* begin PROVIDED TEXT *

I will say the T7I & 77D are quite a substantial upgrade.  Each year Canon releases a newer Rebel body with is an incremental improvement over the prior year's body.  This year, however, they changed more than I've seen them change in quite a long time.  The sensor is new and significantly improved.  The focus system is new and basically is the first of the Rebels to get the focus system that works much more like the mid-range and high-end bodies.   

On a budget... the Rebel SL2 is probably one of the better bargains because it got the same sensor and capabilities as the T7i & 77D... but it doesn't have the same focus system.

And of course if you're not on a budget... there are loads more options.


----------



## sniper x (Jul 30, 2018)

* end PROVIDED TEXT *
* begin PROVIDED DATA *

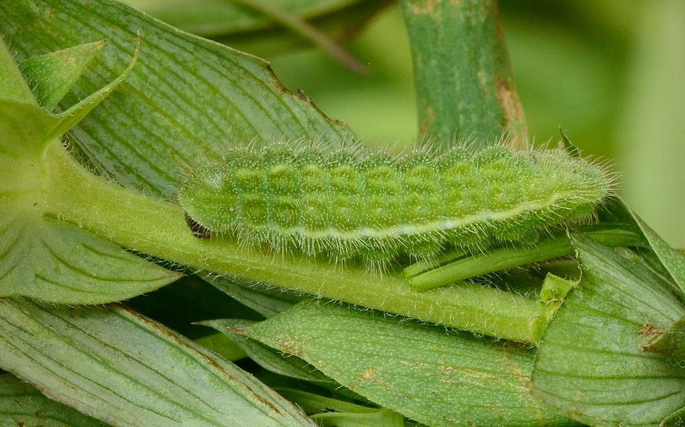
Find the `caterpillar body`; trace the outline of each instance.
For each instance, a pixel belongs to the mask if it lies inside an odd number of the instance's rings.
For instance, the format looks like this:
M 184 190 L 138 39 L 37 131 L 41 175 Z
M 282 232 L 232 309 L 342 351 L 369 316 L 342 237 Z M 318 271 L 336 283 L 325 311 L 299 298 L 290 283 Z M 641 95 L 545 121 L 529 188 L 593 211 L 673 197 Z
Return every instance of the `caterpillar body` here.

* end PROVIDED DATA *

■ OBJECTIVE 1
Rewrite all of the records, replacing "caterpillar body" with "snail shell" and keeping everything else the same. Leave the pictures out.
■ OBJECTIVE 2
Continue the forum thread on the Canon Rebel bodies from the point where it stops.

■ FINAL ANSWER 1
Find the `snail shell`; trace the outline of each instance.
For each instance, a pixel belongs to the mask if it lies inside an odd number of the instance's rings.
For instance, the format looks like this:
M 184 190 L 138 39 L 37 131 L 41 175 Z
M 282 232 L 232 309 L 342 351 L 369 316 L 342 237 Z M 318 271 L 336 283 L 325 311 L 299 298 L 290 283 Z M 641 95 L 545 121 L 529 188 L 593 211 L 673 197 Z
Return every instance of the `snail shell` here.

■ FINAL ANSWER 2
Try this simple test. Look thru the menu, look to see if someone changed it to back button focus. I did this on my T1i and all my DSLR's and a lot of owners do.

here is how to set the T1i to BBF. but it is also a way to check to see if someone did it already thereby disallowing your shutter release from making the focus work. 

If you've got a EOS Rebel (T1i, T2i, T3i, T4i, T5i), the menu you're looking for is under the third wrench icon, under Custom Functions.

The function you'd like to change is:

C.FnIV: Operation/Others [9]
Shutter/AE Lock Button

Change the setting to 3: AE/AF, no AE lock.

Voila.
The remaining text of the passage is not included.